[Image point annotation entries]
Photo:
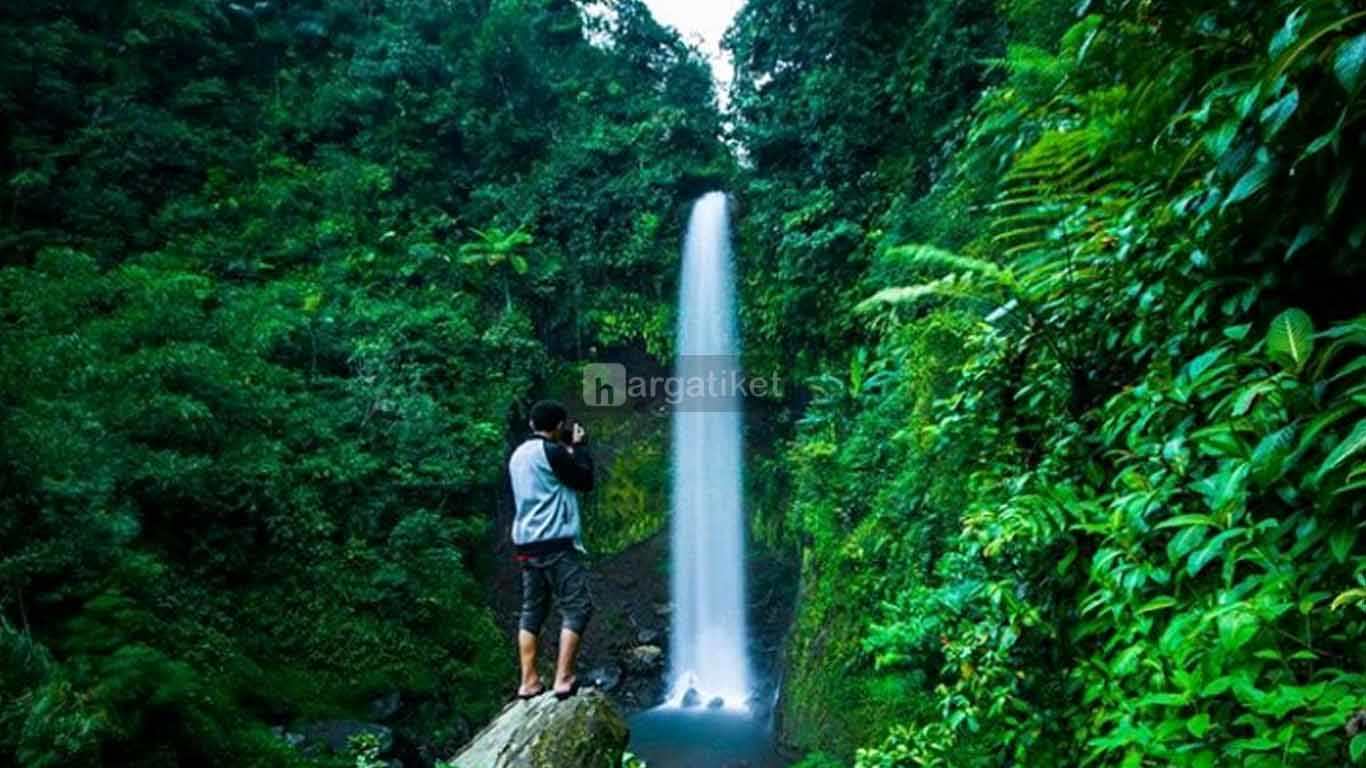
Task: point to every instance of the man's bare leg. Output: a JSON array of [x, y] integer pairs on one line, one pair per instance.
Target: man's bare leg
[[526, 651], [564, 664]]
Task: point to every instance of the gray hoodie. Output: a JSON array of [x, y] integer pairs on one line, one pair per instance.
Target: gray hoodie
[[547, 477]]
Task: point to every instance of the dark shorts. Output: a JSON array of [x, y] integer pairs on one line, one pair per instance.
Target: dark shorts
[[562, 576]]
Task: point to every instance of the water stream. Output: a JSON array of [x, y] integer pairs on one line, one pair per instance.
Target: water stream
[[711, 718]]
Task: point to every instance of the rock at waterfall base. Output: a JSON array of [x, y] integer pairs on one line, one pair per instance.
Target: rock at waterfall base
[[644, 659], [582, 731]]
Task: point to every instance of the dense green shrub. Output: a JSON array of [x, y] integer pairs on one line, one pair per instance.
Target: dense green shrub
[[276, 278], [1122, 525]]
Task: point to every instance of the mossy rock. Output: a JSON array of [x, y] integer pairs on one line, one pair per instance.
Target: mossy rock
[[583, 731]]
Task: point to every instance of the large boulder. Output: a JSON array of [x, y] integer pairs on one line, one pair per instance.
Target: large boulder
[[582, 731]]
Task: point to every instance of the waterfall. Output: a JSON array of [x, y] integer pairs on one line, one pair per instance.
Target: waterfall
[[709, 636]]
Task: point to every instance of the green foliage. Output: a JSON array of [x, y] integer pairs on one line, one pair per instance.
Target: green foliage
[[1115, 518], [276, 279]]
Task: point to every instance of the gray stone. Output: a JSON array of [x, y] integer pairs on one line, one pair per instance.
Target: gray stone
[[287, 737], [605, 677], [644, 659], [335, 735], [582, 731], [239, 11], [313, 30]]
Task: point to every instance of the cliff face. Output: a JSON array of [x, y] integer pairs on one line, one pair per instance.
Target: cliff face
[[583, 731]]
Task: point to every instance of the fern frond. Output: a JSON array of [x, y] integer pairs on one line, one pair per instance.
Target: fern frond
[[930, 256]]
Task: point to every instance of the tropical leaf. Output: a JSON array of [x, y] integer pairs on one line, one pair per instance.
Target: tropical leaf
[[1346, 450], [1350, 63], [1291, 339]]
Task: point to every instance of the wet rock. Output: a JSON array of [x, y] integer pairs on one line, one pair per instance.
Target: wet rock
[[239, 12], [287, 737], [335, 735], [644, 659], [605, 677], [312, 30], [385, 707], [582, 731]]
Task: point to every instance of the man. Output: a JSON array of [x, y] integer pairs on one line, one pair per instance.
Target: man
[[548, 472]]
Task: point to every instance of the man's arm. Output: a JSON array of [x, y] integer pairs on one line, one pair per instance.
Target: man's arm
[[574, 466]]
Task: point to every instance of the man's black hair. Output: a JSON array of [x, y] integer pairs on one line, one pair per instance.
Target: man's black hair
[[547, 416]]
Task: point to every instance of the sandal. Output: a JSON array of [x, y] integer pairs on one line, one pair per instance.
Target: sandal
[[533, 694]]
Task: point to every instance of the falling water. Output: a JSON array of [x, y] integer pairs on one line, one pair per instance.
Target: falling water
[[709, 636]]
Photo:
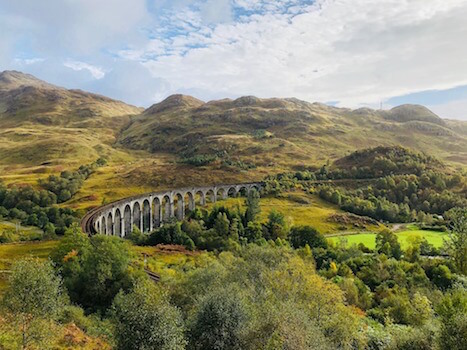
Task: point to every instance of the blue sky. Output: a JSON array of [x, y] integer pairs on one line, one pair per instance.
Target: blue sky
[[352, 52]]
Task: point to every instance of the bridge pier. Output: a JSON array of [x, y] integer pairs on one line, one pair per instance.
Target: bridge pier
[[150, 211]]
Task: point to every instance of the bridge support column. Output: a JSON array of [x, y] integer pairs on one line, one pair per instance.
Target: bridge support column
[[181, 209], [157, 216]]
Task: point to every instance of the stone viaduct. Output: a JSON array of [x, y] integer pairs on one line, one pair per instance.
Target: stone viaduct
[[151, 210]]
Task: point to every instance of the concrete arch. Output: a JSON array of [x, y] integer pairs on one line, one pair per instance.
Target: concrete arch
[[103, 225], [118, 223], [128, 220], [189, 200], [150, 210], [110, 224], [146, 214], [243, 191], [137, 213], [232, 192], [167, 208], [157, 212], [211, 195], [201, 197], [221, 193], [179, 205]]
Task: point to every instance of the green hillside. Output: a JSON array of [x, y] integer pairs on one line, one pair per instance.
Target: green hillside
[[46, 129]]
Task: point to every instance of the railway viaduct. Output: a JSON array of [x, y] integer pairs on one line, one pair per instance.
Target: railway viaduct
[[149, 211]]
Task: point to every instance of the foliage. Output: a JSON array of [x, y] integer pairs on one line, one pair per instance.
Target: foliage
[[35, 208], [457, 243], [94, 268], [219, 323], [306, 235], [145, 320], [68, 183], [33, 300]]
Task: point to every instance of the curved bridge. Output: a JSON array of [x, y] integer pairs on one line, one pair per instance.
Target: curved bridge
[[149, 211]]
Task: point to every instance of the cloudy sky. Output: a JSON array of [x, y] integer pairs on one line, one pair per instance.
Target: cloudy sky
[[347, 53]]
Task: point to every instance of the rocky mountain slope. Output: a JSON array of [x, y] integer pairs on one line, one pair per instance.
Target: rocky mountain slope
[[45, 129], [286, 132]]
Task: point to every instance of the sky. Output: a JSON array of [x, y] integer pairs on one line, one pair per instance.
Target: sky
[[348, 53]]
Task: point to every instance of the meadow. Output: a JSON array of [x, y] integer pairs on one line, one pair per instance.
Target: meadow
[[435, 238]]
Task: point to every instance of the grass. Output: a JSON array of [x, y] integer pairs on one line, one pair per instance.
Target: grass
[[299, 208], [369, 239], [21, 233], [10, 252], [170, 261]]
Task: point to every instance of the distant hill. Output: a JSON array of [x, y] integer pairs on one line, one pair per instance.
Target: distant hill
[[45, 129], [285, 132], [43, 123]]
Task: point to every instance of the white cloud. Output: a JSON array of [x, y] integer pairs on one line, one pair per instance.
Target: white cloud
[[28, 61], [456, 109], [96, 72], [355, 52]]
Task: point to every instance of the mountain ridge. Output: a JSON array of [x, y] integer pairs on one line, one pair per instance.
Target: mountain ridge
[[185, 141]]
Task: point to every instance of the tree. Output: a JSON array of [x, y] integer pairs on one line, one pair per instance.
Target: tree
[[33, 299], [145, 320], [453, 312], [219, 322], [94, 269], [306, 235], [457, 242], [252, 206], [277, 226], [387, 243]]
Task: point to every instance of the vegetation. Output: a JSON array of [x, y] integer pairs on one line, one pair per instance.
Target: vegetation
[[66, 186]]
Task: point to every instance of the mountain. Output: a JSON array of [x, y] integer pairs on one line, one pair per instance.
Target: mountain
[[43, 123], [45, 129], [285, 133]]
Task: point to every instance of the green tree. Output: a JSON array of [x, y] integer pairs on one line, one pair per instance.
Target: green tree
[[276, 226], [94, 269], [145, 320], [219, 323], [307, 235], [252, 206], [457, 242], [387, 243], [453, 312], [33, 299]]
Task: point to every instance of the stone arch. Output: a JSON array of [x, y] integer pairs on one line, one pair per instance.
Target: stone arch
[[110, 224], [200, 197], [255, 187], [146, 224], [118, 223], [179, 205], [221, 193], [243, 191], [136, 215], [103, 225], [157, 210], [128, 220], [232, 192], [167, 208], [189, 200], [211, 195]]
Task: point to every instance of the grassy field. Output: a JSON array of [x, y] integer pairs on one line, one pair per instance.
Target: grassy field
[[11, 252], [20, 233], [299, 208], [368, 239]]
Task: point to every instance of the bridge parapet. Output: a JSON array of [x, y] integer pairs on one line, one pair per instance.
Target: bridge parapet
[[150, 210]]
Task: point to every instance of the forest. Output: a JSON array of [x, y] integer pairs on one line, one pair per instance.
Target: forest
[[260, 286]]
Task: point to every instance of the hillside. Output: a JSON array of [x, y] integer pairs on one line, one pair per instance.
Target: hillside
[[45, 129], [42, 124], [285, 132]]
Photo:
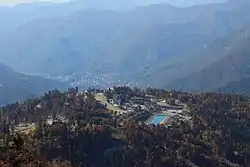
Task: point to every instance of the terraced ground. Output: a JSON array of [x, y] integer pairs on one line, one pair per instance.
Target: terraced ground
[[100, 97]]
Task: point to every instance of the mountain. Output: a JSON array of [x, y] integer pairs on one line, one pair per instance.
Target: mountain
[[17, 87], [141, 46], [229, 74], [241, 86], [77, 43]]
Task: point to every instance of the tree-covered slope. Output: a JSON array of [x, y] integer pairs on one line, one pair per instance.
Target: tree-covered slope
[[17, 87]]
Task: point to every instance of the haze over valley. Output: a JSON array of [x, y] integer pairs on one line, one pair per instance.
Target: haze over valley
[[146, 44]]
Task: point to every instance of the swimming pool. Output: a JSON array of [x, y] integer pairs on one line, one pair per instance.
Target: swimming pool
[[157, 119]]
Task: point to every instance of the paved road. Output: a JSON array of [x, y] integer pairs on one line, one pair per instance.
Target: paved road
[[100, 97]]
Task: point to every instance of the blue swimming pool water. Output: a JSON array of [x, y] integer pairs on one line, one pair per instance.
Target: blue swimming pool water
[[157, 119]]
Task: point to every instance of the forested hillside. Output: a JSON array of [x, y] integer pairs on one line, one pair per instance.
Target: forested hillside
[[85, 133], [156, 41], [18, 87]]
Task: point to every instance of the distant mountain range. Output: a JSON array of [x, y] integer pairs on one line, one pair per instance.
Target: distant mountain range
[[17, 87], [196, 48]]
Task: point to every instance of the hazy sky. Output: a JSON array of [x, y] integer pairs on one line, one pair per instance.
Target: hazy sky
[[14, 2]]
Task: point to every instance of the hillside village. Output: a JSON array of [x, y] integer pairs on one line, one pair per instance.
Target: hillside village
[[144, 108], [123, 127]]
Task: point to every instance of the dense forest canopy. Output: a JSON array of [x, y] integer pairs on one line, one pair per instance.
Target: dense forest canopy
[[86, 133]]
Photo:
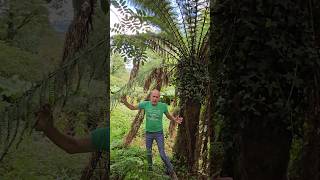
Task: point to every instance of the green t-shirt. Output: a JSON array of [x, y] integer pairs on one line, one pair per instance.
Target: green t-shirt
[[100, 138], [154, 115]]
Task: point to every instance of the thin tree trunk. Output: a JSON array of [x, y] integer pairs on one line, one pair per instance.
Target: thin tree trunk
[[185, 146], [310, 158], [87, 172]]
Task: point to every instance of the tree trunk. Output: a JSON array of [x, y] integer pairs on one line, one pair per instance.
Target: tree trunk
[[310, 158], [136, 123], [87, 172], [185, 146]]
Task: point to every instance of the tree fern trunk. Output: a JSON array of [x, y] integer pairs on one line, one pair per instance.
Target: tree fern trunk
[[310, 158], [136, 123], [87, 172], [185, 146]]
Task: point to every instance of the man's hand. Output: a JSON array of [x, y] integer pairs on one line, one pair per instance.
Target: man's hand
[[178, 119], [44, 118], [123, 99]]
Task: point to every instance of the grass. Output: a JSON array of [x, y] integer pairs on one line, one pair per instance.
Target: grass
[[38, 158]]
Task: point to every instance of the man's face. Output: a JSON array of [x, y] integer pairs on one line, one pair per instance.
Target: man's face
[[155, 97]]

* **What you will do**: Output the material from the line containing "Task: point to every instance of the man's arm." through the line containing "[[533, 694]]", inclusive, as a two-column CSV with the columns text and answer, one row per entry. Put each field in quotes and replace line breaks with spaces.

* **Exercise result**:
text,answer
"Task: point to every instance of the man's arm. Output: a JSON array of [x, y] integer pairs on one line, one pair per instance. Target: man's arm","[[574, 466]]"
"Task: point to every instance of the man's black hair. Output: a JSON array of [x, y] integer pairs on one line, one pair per instance. Target: man's black hair","[[547, 416]]"
"Task: point to every instance of the sandal. Output: a JSON array of [x, y] integer pairs on one line, one pair per instance. Target: sandal","[[533, 694]]"